> What to do:
Include no pictures. Output exactly the lines from the one that contains "Trace the outline of every instance of the rock" through the final line of the entries.

------ Provided material

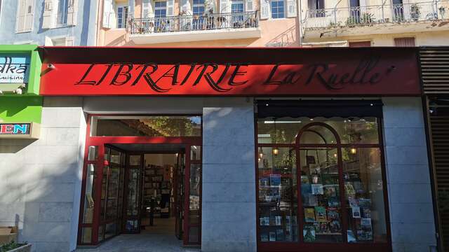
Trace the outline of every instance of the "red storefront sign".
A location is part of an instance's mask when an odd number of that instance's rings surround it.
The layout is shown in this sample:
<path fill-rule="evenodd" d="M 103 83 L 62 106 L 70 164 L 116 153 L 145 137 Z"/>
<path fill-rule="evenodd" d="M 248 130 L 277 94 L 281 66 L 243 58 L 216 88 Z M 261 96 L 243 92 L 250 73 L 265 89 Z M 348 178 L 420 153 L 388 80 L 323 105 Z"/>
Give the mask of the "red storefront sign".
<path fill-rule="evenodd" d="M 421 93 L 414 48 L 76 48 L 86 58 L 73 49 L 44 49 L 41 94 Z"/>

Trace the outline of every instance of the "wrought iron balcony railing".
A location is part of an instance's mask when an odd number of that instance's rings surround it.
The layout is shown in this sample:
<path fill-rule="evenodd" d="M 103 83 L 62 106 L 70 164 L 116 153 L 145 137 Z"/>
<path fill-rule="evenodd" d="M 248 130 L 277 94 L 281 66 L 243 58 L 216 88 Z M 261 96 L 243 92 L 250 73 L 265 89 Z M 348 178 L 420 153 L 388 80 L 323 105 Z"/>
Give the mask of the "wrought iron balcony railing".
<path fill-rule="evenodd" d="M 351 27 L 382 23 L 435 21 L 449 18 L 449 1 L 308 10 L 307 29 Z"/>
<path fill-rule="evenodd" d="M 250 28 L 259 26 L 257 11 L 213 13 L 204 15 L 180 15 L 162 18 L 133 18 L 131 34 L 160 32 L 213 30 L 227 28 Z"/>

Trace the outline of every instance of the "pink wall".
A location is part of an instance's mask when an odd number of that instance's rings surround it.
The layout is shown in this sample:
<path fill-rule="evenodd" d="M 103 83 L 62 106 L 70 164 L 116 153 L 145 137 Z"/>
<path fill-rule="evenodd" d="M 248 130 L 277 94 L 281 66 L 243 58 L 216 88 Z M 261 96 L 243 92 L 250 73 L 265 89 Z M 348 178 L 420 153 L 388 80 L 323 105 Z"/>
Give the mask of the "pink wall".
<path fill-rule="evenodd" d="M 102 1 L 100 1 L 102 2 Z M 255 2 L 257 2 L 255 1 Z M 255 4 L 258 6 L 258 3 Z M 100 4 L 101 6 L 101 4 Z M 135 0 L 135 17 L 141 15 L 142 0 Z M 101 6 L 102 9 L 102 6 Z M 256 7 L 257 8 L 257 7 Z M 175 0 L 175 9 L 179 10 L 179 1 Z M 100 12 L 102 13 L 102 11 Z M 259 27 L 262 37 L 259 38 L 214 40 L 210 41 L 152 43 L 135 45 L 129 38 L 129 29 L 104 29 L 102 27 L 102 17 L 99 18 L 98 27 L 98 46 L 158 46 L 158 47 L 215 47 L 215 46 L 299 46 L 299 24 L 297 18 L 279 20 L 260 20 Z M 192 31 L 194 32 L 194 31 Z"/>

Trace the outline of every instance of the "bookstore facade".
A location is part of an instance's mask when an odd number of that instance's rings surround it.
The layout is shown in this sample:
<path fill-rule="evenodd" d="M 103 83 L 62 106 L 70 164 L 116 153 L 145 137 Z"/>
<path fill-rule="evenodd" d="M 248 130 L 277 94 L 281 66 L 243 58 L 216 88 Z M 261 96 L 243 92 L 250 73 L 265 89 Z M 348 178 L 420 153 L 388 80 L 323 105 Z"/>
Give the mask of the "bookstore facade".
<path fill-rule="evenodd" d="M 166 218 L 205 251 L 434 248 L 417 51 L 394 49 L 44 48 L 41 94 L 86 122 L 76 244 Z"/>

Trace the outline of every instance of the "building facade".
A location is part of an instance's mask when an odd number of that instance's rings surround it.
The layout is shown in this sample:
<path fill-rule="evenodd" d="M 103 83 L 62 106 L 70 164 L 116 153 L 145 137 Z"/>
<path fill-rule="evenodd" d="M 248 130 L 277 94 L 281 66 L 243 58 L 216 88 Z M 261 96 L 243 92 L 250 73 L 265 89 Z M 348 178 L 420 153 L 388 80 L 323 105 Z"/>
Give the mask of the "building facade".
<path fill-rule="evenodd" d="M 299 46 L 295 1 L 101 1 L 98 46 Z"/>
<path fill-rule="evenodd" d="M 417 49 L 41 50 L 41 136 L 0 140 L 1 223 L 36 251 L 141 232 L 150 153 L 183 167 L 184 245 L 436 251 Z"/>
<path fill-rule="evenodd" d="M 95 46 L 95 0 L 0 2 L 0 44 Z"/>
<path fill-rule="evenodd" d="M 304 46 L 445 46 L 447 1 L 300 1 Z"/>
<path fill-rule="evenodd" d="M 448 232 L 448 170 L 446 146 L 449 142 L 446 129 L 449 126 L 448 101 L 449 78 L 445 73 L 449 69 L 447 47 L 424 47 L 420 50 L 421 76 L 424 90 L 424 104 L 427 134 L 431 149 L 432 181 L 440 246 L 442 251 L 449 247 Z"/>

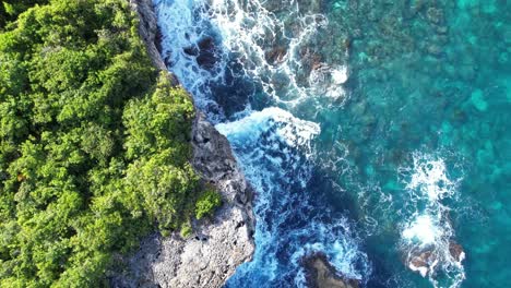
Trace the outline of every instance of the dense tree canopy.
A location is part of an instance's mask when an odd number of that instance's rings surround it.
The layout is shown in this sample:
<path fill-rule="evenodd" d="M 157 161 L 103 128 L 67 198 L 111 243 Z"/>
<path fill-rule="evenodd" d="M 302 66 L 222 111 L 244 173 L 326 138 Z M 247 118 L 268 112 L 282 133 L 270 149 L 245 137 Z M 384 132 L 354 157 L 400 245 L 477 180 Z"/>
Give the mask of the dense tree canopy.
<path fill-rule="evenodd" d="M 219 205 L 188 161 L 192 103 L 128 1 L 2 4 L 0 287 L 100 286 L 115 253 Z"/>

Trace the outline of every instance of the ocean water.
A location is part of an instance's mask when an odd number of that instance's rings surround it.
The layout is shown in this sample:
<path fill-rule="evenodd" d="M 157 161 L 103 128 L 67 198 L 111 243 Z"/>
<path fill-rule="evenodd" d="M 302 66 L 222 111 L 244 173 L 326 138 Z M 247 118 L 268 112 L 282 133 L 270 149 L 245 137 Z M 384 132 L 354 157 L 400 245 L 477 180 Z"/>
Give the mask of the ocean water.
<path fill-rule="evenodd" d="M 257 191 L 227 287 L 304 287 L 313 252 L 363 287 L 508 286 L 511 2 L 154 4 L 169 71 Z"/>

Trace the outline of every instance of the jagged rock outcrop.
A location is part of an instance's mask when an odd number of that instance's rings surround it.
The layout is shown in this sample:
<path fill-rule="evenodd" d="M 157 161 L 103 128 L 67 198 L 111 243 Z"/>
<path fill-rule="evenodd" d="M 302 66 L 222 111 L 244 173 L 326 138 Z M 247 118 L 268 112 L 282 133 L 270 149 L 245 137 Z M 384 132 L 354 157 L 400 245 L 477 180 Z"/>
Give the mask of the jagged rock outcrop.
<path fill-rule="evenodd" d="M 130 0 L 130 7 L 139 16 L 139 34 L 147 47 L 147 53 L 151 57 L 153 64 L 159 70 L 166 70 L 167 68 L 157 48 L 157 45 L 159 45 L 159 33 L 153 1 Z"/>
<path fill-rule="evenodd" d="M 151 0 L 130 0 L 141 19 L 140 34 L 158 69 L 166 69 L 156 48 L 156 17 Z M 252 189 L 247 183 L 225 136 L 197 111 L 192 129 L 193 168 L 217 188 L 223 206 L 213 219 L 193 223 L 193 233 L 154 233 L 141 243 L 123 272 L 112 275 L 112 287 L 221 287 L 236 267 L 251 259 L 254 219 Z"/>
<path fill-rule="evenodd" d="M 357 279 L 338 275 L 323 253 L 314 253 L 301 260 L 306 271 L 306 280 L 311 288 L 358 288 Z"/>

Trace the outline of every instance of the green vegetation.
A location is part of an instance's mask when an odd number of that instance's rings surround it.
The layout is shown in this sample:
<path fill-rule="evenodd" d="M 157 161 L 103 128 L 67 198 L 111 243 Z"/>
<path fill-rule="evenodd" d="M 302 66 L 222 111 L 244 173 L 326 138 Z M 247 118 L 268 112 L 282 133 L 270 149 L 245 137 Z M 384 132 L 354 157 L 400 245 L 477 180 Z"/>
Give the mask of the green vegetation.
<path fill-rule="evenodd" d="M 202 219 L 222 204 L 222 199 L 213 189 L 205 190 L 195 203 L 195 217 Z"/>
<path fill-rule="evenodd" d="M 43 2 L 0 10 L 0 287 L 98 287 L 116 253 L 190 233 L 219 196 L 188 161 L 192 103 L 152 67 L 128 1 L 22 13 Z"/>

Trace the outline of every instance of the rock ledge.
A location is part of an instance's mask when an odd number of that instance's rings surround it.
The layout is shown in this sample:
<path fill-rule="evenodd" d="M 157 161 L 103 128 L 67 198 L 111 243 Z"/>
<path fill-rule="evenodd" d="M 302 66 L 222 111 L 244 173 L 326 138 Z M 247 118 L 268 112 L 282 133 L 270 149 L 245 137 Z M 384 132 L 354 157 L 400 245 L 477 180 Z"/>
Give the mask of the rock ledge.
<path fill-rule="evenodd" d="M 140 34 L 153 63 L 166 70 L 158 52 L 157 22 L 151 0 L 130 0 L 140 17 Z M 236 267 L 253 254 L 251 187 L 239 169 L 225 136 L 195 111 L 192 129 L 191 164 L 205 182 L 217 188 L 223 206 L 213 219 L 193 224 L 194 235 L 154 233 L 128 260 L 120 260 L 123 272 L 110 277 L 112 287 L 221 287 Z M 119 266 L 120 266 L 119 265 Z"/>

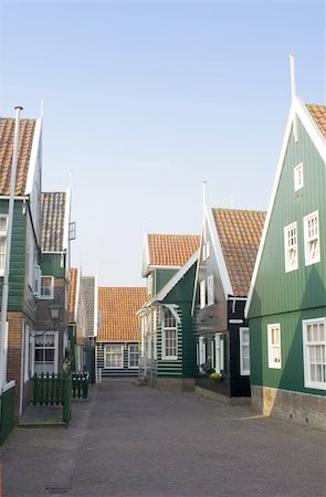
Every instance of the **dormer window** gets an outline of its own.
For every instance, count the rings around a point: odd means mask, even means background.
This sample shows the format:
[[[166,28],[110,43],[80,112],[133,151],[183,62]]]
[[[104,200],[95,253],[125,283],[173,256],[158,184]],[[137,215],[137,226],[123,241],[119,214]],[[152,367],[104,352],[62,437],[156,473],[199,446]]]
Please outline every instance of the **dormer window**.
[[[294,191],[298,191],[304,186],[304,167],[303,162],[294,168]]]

------------

> Task response:
Trace the outline of every instance of the rock ledge.
A location is part of an instance's mask when an odd number of that instance's rings surround it.
The layout is shown in this sample:
<path fill-rule="evenodd" d="M 157 161 L 103 128 L 67 198 L 111 243 Z"/>
<path fill-rule="evenodd" d="M 302 66 L 222 111 L 244 173 L 326 138 Z M 247 118 L 268 112 L 282 133 L 270 149 L 245 137 Z M 384 132 L 354 157 L 400 245 L 477 180 Z"/>
Give the mask of the rock ledge.
<path fill-rule="evenodd" d="M 140 34 L 153 63 L 166 70 L 158 52 L 157 22 L 151 0 L 130 0 L 140 17 Z M 236 267 L 253 254 L 251 187 L 239 169 L 225 136 L 195 111 L 192 129 L 191 164 L 205 182 L 217 188 L 223 206 L 213 219 L 193 224 L 194 235 L 154 233 L 128 260 L 120 260 L 123 272 L 110 277 L 112 287 L 221 287 Z M 119 266 L 120 266 L 119 265 Z"/>

Every instance of the **dormer window** gets an outline of its own.
For every instance, count the rings around a point: odd means mask, even means background.
This sample shows the format:
[[[166,28],[110,43],[80,112],[133,151],[183,62]]]
[[[104,200],[95,253],[125,283],[173,256],[158,184]],[[137,215],[137,226],[123,241],[119,214]],[[152,367],[104,352],[62,437],[156,473],[199,446]]]
Please outline every instance of the **dormer window**.
[[[294,191],[298,191],[304,186],[304,167],[303,162],[294,168]]]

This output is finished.